Work to complete ▸ Please extract, word for word, the part of the STM framing discussion below that opens with the words containing "Is this pattern" and closes with "different architectures/stm implementations.".

[Excerpt start]

So this means that, for example, if you enable timestamps on a channel,
then every single data packet on that channel will be timestamped, which
is a lot of timestamps. Normally, you would only be interested in the
timestamp on the first data packet in the message (or frame or however
we decide to call it). This is one of the reasons why I'm suggesting a
common framing scheme or a "protocol".

>> Now, in the STP protocol there are, for example, marked data packets
>> that can be used to mark beginning of a higher-level message,
>> timestamped data packets that can be used to mean the same thing and
>> FLAG packets to mark message boundaries.
>
> Same on my side, I simply haven't included them yet.  I'll do so in my
> next iteration.
>
>>
>> In my Intel TH code, I'm using D*TS packet for the beginning of a
>> message (or "frame") and FLAG packet for the the end of a message.
>>
>> So my question is, is there any specific STP framing pattern that you
>> use with Coresight STM or should we perhaps figure out a generic framing
>> pattern and make it part of the stm class as well?
>
> Now specific pattern... Sending a packet consists of MARK, DATA, FLAG.

Is this pattern mandated by a decoder that you use or is there any other
reason why it's exactly that?

>>
>> For example, we can replace stm's .write callback with something like
>>
>>     int (*packet)(struct stm_data *data,
>>                   unsigned int type,    /* data, flag, trig etc */
>>                   unsigned int options, /* timestamped, marked */
>>                   u64 payload);
>>
>> and let the stm core do the "framing", which, then, will be common and
>> consistent across different architectures/stm implementations.
>
> I think the framing should be left to individual drivers.  It's only a
> matter of time before we get a weird device that doesn't play well
> with others, forcing to carry the ugliness in the STM core rather than
> the driver.

Not necessarily. If a device doesn't support one type of packet or the
other, it will be up to them to work around that in the above .packet
callback.

As for the devices that don't play well, there's a question of how much
one can violate the spec and still call oneself compliant.

> And isn't carrying "options" redundant?  Using "container_of" on the
> "data" field one can get back to the driver specific structure, which
> is definitely a better place to keep that information.  I think the
> general structure looks good right now, we simply need to find a way
> to get rid of the ioctls.

[Excerpt end]
[Source data start]

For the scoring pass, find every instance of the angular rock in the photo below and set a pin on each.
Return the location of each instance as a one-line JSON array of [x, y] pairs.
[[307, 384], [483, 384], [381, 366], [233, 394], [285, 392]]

[Source data end]

Task response ▸
Is this pattern mandated by a decoder that you use or is there any other
reason why it's exactly that?

>>
>> For example, we can replace stm's .write callback with something like
>>
>>     int (*packet)(struct stm_data *data,
>>                   unsigned int type,    /* data, flag, trig etc */
>>                   unsigned int options, /* timestamped, marked */
>>                   u64 payload);
>>
>> and let the stm core do the "framing", which, then, will be common and
>> consistent across different architectures/stm implementations.